● THE REQUEST: Copy the stretch of rows below from the line containing "the horse reins" through the end of the rows, reproducing every line unchanged.

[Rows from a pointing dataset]
········
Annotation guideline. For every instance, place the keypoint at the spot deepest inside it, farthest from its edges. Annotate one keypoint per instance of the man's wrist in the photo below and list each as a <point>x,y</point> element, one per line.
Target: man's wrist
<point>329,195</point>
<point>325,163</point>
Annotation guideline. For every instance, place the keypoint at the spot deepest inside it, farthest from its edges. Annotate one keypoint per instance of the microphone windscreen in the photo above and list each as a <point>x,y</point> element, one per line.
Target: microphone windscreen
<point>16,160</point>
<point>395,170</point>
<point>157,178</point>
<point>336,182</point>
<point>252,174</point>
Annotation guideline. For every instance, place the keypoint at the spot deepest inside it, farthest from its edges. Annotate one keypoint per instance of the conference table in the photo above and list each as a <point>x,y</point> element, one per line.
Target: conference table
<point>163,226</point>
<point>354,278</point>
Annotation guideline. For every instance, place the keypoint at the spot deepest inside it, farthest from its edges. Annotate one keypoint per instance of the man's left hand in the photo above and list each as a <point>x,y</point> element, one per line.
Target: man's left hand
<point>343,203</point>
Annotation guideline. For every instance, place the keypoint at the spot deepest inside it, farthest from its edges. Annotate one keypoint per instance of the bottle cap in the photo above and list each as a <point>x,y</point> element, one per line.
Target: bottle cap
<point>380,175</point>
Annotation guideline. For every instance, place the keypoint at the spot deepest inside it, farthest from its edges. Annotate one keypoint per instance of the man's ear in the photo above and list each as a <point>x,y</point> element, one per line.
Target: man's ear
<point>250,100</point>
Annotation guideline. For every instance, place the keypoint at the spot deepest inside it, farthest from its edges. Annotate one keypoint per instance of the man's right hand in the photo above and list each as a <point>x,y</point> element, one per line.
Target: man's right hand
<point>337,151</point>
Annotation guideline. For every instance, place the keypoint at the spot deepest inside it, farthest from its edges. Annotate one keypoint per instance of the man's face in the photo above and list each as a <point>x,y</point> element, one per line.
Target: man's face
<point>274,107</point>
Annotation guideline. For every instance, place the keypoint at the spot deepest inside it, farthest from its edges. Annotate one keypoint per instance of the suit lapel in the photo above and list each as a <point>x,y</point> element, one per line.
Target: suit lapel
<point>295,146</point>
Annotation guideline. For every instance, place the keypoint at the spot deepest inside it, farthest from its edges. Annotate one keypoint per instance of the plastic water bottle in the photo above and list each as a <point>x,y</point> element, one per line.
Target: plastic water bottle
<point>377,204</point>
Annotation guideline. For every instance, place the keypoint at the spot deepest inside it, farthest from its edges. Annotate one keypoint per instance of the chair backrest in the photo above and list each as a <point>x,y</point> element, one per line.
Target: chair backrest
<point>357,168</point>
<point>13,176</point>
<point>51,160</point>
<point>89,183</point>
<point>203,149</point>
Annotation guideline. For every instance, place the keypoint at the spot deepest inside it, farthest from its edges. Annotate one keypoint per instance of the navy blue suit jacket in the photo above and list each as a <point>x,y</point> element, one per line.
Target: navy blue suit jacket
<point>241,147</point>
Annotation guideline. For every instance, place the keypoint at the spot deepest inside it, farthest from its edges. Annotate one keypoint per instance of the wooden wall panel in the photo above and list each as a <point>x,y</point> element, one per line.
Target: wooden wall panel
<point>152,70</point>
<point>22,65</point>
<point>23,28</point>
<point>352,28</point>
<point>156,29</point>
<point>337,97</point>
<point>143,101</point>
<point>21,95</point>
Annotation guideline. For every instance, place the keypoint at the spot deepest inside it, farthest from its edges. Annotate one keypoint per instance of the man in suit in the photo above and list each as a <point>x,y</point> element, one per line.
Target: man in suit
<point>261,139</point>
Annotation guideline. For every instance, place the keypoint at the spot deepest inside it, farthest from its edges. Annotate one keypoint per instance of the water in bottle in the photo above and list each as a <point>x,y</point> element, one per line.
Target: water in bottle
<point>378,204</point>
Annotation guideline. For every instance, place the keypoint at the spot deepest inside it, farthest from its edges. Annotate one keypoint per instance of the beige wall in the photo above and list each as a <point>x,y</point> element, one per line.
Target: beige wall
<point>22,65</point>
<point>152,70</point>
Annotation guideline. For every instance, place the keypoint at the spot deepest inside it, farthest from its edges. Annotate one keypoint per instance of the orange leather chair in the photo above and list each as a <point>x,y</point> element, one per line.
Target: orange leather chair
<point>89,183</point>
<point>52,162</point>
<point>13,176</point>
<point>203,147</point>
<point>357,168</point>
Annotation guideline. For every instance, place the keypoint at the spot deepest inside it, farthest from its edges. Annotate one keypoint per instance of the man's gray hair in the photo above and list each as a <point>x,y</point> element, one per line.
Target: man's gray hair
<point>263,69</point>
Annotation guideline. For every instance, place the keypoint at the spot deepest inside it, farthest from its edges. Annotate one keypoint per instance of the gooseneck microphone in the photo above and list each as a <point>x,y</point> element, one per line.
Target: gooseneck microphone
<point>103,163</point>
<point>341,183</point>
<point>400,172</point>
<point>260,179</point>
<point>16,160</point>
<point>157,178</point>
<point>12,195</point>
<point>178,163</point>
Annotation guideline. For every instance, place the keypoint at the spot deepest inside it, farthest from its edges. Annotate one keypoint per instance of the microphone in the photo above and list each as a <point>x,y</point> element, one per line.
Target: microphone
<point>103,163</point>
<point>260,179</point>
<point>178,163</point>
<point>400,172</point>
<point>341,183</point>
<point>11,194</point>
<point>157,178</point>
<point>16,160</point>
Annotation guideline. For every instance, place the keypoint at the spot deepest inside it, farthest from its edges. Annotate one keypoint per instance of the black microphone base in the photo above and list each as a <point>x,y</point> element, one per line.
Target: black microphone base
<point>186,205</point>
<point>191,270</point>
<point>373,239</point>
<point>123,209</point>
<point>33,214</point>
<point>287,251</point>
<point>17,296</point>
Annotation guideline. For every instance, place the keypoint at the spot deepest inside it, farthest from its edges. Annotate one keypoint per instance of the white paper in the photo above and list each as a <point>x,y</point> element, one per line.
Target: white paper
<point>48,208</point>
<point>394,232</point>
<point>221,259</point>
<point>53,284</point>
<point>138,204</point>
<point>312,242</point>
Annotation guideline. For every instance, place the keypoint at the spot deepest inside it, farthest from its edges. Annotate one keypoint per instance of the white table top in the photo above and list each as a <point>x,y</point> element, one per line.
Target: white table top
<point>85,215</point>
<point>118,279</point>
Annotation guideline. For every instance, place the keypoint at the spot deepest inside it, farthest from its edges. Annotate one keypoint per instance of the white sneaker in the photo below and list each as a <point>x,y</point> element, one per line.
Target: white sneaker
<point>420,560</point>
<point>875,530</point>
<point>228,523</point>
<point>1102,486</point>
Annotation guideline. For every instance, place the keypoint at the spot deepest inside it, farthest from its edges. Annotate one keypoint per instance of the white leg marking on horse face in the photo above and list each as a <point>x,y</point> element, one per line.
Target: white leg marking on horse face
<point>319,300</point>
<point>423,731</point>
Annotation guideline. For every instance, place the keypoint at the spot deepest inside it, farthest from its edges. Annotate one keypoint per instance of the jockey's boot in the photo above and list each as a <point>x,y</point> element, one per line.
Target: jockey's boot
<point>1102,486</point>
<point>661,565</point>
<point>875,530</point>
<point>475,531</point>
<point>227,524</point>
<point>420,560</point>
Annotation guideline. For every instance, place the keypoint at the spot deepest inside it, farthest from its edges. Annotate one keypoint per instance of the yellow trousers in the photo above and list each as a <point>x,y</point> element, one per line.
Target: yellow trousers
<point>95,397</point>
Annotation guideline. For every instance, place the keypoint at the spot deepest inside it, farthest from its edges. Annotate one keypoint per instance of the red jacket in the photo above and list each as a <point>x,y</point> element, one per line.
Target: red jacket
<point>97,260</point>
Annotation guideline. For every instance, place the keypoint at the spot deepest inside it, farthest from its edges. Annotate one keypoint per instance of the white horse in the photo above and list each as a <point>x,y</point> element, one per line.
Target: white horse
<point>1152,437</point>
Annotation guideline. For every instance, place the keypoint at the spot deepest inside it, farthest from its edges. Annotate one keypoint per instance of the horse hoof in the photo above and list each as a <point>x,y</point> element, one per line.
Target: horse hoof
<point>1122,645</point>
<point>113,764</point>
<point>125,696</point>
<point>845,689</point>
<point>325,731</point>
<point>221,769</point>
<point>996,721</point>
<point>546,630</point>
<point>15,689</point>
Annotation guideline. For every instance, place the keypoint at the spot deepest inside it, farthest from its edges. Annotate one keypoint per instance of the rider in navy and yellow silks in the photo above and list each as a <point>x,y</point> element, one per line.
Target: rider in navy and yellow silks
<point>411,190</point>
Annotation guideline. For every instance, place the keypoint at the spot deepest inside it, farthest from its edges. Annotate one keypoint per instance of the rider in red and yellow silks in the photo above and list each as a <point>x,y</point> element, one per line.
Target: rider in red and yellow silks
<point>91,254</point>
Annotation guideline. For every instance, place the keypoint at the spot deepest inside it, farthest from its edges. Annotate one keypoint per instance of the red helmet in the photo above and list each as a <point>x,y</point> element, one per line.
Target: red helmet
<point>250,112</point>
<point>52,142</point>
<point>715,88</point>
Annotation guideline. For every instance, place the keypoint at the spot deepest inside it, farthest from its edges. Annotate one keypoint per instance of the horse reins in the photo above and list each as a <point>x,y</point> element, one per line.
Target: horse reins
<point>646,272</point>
········
● THE RESULT:
Annotation guideline. For every instance, place the keypoint at the spot deepest inside it, farthest from its edges. Annotate one keypoint per instance of the horse reins in the photo above and list each as a <point>x,y</point> element, one per line.
Target: horse reins
<point>646,272</point>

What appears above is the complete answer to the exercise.